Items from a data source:
____________________
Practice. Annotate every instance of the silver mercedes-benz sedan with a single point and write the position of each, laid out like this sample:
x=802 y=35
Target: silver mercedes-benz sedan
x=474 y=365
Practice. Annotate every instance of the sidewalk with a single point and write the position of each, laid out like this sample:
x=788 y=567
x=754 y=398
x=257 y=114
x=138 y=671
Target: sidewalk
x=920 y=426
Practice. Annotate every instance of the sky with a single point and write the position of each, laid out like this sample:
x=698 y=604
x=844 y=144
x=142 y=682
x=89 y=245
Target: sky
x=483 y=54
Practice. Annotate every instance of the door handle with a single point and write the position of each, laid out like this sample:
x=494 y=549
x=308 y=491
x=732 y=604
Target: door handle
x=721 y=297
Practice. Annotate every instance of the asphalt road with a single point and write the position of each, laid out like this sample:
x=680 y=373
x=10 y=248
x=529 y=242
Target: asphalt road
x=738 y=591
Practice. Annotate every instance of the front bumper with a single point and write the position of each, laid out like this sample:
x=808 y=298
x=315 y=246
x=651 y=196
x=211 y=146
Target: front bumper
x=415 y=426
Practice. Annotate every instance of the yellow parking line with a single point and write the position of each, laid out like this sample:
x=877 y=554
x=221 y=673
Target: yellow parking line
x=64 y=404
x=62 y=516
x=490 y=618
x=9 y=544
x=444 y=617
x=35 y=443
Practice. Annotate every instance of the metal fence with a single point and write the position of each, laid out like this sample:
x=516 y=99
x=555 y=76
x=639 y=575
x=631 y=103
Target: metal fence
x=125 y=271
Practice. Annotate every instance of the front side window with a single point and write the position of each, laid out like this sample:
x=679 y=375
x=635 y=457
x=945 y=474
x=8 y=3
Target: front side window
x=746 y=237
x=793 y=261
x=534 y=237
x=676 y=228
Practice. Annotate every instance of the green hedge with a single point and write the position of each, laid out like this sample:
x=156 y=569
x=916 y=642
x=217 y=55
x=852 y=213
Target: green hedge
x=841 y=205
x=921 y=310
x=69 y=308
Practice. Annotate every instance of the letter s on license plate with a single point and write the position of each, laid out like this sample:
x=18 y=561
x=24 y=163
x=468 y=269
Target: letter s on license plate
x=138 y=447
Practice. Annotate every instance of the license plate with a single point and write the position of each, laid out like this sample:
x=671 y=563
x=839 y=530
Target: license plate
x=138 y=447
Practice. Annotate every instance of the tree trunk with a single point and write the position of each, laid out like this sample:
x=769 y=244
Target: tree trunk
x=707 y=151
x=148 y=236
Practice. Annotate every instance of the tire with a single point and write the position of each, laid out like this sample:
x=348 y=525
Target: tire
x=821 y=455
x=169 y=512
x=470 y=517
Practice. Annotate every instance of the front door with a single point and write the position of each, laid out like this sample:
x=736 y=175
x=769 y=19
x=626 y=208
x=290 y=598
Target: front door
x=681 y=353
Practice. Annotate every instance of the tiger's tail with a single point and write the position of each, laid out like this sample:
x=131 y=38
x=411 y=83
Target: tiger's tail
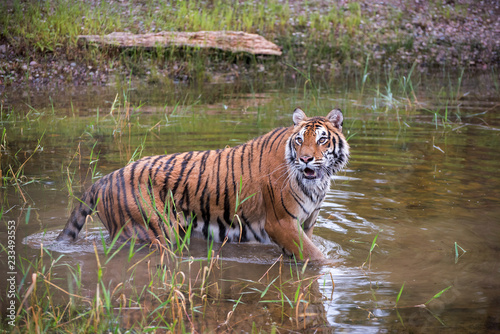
x=78 y=217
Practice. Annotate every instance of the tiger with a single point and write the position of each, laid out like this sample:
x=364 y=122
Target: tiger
x=268 y=190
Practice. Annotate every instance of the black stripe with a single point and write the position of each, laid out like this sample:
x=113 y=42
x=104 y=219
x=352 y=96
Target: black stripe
x=271 y=193
x=222 y=230
x=279 y=135
x=299 y=202
x=284 y=207
x=247 y=224
x=243 y=148
x=217 y=176
x=227 y=208
x=232 y=172
x=250 y=157
x=184 y=163
x=205 y=208
x=167 y=168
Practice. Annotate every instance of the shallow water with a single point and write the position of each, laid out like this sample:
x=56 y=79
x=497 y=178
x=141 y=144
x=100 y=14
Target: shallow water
x=426 y=188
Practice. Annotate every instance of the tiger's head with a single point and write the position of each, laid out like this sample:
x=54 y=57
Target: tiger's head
x=317 y=148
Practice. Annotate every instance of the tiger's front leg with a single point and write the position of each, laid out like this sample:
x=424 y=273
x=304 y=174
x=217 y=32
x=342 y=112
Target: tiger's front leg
x=294 y=241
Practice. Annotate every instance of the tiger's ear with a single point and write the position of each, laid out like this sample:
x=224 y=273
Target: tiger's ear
x=336 y=118
x=298 y=116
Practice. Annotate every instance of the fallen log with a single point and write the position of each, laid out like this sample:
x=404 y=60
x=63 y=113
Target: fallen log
x=233 y=41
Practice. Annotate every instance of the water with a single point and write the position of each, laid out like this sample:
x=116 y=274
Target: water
x=427 y=188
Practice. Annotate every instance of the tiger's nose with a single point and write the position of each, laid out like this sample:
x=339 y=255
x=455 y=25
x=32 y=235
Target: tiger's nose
x=306 y=158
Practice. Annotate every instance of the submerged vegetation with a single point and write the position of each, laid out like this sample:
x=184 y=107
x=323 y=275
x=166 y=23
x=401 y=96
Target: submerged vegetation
x=39 y=40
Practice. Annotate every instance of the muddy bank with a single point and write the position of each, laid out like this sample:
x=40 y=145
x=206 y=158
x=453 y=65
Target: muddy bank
x=319 y=37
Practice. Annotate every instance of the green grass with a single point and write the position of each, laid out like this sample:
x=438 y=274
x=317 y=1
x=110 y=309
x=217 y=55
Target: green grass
x=308 y=36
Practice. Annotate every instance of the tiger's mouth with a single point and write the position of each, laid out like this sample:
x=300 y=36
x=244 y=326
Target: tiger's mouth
x=310 y=174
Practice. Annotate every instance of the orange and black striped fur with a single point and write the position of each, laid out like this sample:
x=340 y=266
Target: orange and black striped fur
x=287 y=171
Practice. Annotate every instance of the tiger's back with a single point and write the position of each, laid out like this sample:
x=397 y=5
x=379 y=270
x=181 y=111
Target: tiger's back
x=152 y=198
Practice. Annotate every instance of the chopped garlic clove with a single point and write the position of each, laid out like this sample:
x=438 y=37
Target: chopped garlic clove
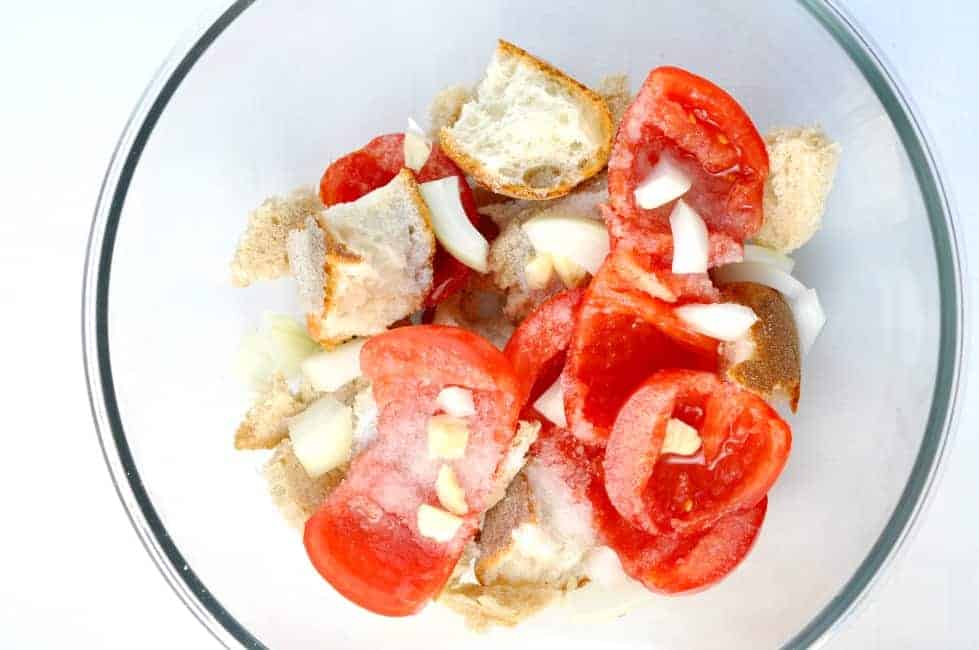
____________________
YOUR INSTRUCTIONS: Rewrite every item above, replacing "Target" with "Object" throughout and keeping everything else the same. Omit the pictures from your answer.

TASK ANSWER:
Practice. Annotate every instance of the silver mercedes-benz sedan with a single point and write the position of each, laid out like this sample:
x=802 y=35
Object: silver mercedes-benz sedan
x=474 y=365
Practice. Annotate every instance of the sidewalk with a single point and write the position of each, laid out like this sample:
x=788 y=567
x=754 y=398
x=257 y=114
x=138 y=671
Object: sidewalk
x=920 y=426
Practice. Annotate every instance of the sky with a single point and write the position of each, laid out like this sample:
x=698 y=604
x=844 y=144
x=142 y=682
x=89 y=245
Object: sky
x=483 y=54
Practice. Annotate every instance of the door handle with a single point and write the position of each, laid out like this sample:
x=494 y=549
x=308 y=491
x=732 y=604
Object: door handle
x=721 y=297
Practice. Annotate every instance of the asphalt road with a single point and write the position of each, laid out like this sample:
x=680 y=373
x=10 y=248
x=529 y=242
Object: asphalt road
x=738 y=591
Practice. Annotate every instance of the front bumper with a single point and write the position of each, laid out like this sample:
x=808 y=298
x=315 y=246
x=651 y=196
x=211 y=146
Object: front bumper
x=415 y=426
Practice. Annotate every instance of the yellow parking line with a single point and write the position of each, laid out like this sample:
x=877 y=554
x=221 y=673
Object: yellow parking line
x=64 y=404
x=62 y=516
x=490 y=618
x=9 y=544
x=444 y=617
x=35 y=443
Practice. Annotate every instance of the metal fence with a single point and write the position of each, laid out like this sample:
x=516 y=99
x=555 y=76
x=639 y=575
x=631 y=103
Object: metal fence
x=125 y=271
Practice. Annotate every instance of the front side window with a single point and write the position of each, laid out like this sample:
x=679 y=375
x=635 y=457
x=945 y=474
x=8 y=3
Object: front side window
x=746 y=237
x=793 y=261
x=534 y=237
x=676 y=228
Practice. Annotate every instance of the green hedge with a single point and write the position of each, laid out like this sample:
x=156 y=569
x=916 y=642
x=217 y=55
x=852 y=213
Object: green hedge
x=841 y=205
x=921 y=310
x=69 y=308
Practice. Annotate every instance of the letter s on license plate with a single point and write the position of each, laid out like this sample:
x=18 y=561
x=24 y=163
x=468 y=269
Object: letter s on license plate
x=138 y=447
Practice. Annotate every instance of the license plate with a single point and write the position of each, laid out like this sample:
x=671 y=563
x=839 y=530
Object: license plate
x=138 y=447
Practice. Annotate every instance of the tree trunk with a single point and write the position of each, laid out like this sample:
x=769 y=244
Object: tree trunk
x=707 y=151
x=148 y=236
Practice. Annotate every instance of the tire with a single point and write the position of each, laid out like this sample:
x=348 y=525
Object: tire
x=821 y=455
x=169 y=512
x=470 y=517
Practice. Annotate every instance of the front door with a single point and write the position of each, laid out like this sample:
x=736 y=175
x=769 y=19
x=626 y=208
x=290 y=598
Object: front door
x=681 y=353
Practice. Annotate every instance of the tiger's tail with a single point and write the position of each, laid out like this sample:
x=131 y=38
x=411 y=83
Object: tiger's tail
x=78 y=217
Practice. Annotate every instance of the tiger with a single point and write the position of each, laid out like this sample:
x=364 y=122
Object: tiger
x=268 y=190
Practice. Annotate every instance of the black stripe with a single point and write the position of each, laid out like this sample:
x=113 y=42
x=104 y=219
x=352 y=96
Object: black stripe
x=271 y=193
x=222 y=230
x=279 y=135
x=299 y=202
x=284 y=207
x=247 y=224
x=243 y=148
x=217 y=176
x=227 y=208
x=232 y=172
x=250 y=157
x=184 y=163
x=205 y=208
x=167 y=168
Practice. Annotate every instance of the shallow water with a single point and write the position of each, laid out like this sample:
x=56 y=79
x=497 y=178
x=141 y=144
x=100 y=14
Object: shallow water
x=426 y=188
Practice. Annotate every instance of the tiger's head with a single point and write the position of each, laid out like this sample:
x=54 y=57
Object: tiger's head
x=317 y=148
Practice. Annotate every instance of the tiger's front leg with a single point and write the position of each, laid out like this sample:
x=424 y=273
x=304 y=174
x=217 y=32
x=342 y=112
Object: tiger's front leg
x=294 y=241
Practice. Annotate every instance of the tiger's ear with a single point and write the position of each, laid out like this sample:
x=224 y=273
Object: tiger's ear
x=336 y=118
x=298 y=116
Practice. Annotate every instance of the fallen log with a single point and write the position of each, laid out like this sample:
x=404 y=60
x=63 y=113
Object: fallen log
x=233 y=41
Practice. Annotate every instance of the water with a single point and write the position of each, laid out like this sample:
x=116 y=274
Object: water
x=427 y=188
Practice. Annotate every instance of the tiger's nose with a single point and write the position of each, laid out like this sample:
x=339 y=255
x=455 y=25
x=32 y=235
Object: tiger's nose
x=306 y=158
Practice. Annotate every instance of the submerged vegetation with a single point and write the position of each, laid out like this sample:
x=184 y=107
x=323 y=275
x=166 y=23
x=401 y=96
Object: submerged vegetation
x=39 y=40
Practice. Annotate every instance of the muddy bank with a single point and write the position of each, laid out like this sample:
x=40 y=145
x=206 y=158
x=453 y=65
Object: muddy bank
x=319 y=37
Practice. Annotate every instance of the green grass with a single point and write the position of each, laid out like this sample:
x=438 y=274
x=317 y=1
x=110 y=309
x=217 y=55
Object: green grass
x=308 y=36
Practice. Annotate every instance of the tiger's mouth with a single point and write the position of each, laid out like this sample:
x=300 y=36
x=244 y=326
Object: tiger's mouth
x=310 y=174
Practice. Annotate every instance of the orange and black striped fur with a single point and write the position of each, laid out like this sample:
x=340 y=266
Object: orange and black striped fur
x=287 y=171
Practice. Annotate every instance of the tiger's back with a single point and write the position of each, laid out like this sample:
x=397 y=5
x=379 y=270
x=181 y=111
Object: tiger's back
x=152 y=198
Practice. Annotate every instance of the chopped garlic clove with a single point and write the position of each, laid out like this sample:
x=438 y=37
Object: chopped garlic clove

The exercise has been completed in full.